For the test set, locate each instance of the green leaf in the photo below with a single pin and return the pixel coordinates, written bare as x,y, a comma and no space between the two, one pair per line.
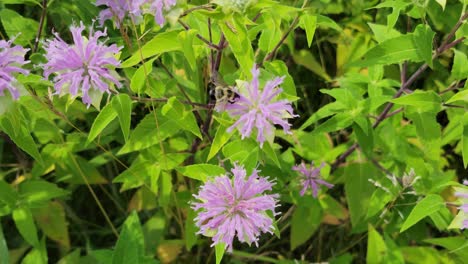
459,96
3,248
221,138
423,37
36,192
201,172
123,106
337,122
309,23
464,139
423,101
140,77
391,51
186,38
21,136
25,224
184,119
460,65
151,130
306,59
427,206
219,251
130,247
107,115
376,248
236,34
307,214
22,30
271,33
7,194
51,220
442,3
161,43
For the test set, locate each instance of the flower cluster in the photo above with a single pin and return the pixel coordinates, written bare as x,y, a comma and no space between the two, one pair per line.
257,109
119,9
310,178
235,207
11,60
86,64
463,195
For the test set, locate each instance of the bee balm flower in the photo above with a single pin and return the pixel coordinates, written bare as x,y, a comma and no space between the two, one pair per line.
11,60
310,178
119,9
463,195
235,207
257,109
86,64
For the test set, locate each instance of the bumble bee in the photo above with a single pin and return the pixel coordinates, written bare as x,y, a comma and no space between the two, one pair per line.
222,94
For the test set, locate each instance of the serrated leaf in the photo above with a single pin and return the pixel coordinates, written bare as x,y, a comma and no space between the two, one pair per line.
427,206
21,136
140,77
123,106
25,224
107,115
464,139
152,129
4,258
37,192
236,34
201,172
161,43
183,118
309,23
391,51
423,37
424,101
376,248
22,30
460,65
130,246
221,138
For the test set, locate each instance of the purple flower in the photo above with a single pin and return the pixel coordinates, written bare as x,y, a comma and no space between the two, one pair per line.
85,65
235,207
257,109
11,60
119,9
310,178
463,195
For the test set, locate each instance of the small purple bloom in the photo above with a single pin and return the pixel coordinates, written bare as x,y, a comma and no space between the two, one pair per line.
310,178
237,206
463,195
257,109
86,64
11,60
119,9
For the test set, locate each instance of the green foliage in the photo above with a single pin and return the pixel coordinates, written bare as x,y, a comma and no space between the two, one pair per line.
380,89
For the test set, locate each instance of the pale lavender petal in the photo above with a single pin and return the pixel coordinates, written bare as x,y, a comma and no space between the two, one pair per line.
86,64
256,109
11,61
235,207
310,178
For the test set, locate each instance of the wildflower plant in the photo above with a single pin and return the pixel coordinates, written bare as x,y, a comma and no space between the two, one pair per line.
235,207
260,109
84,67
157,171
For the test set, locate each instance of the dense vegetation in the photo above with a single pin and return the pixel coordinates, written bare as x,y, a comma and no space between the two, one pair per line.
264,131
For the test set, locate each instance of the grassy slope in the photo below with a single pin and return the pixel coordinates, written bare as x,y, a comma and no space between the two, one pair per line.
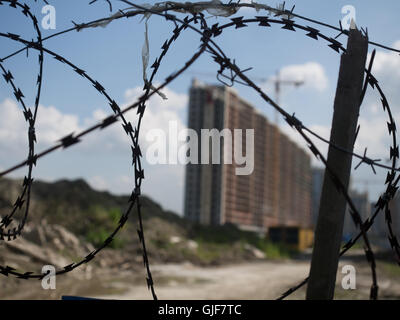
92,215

━━━━

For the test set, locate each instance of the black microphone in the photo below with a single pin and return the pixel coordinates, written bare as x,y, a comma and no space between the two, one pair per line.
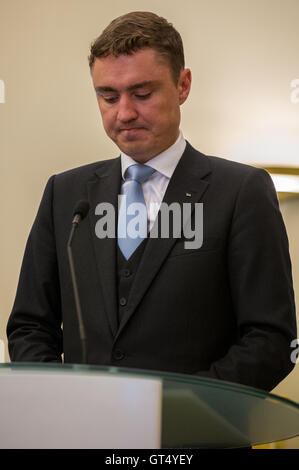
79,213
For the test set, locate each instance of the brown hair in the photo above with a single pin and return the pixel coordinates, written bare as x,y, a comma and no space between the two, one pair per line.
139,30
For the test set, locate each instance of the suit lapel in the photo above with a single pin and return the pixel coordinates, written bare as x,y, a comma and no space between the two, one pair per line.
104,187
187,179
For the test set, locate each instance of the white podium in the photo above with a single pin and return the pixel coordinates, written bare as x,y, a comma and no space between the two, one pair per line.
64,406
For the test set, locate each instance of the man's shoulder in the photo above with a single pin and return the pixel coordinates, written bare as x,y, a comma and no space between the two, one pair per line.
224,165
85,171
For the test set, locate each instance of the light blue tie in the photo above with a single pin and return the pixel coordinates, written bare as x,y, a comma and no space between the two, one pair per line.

━━━━

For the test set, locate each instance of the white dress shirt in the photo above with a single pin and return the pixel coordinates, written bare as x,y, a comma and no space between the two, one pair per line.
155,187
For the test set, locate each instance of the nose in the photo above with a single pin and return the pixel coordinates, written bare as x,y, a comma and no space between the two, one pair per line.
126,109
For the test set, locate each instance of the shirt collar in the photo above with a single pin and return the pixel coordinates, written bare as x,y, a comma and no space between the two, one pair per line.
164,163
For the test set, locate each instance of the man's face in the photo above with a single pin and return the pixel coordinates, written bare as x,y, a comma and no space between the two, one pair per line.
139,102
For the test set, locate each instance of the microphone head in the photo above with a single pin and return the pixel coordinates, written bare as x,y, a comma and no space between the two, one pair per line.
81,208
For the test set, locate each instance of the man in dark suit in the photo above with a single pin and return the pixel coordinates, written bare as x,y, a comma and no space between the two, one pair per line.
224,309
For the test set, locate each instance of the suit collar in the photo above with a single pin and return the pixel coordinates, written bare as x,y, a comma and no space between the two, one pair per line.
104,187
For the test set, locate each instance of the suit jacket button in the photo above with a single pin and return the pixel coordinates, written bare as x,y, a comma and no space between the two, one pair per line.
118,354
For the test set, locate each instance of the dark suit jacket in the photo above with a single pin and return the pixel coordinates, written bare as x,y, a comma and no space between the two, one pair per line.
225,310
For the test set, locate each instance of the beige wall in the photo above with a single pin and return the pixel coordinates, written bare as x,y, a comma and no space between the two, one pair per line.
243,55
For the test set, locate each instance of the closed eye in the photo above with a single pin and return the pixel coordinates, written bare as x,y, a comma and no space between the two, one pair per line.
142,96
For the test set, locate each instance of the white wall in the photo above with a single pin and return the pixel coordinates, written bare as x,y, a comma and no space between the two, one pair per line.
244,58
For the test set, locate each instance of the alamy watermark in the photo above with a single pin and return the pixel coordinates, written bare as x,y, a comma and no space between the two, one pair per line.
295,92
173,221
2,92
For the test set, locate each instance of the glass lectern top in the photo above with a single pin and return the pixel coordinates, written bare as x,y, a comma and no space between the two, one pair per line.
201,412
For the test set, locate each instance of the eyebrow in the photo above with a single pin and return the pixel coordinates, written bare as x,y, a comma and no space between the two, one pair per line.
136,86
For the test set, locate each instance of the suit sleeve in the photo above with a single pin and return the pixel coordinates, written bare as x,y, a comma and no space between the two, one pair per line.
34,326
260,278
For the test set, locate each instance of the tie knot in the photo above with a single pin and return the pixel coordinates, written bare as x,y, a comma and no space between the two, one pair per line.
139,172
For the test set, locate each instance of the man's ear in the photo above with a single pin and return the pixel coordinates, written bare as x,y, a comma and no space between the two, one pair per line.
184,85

━━━━

**Given exercise:** Please count how many lines in the records above contain the word "eyebrow", and reply with that number only.

**Result for this task:** 1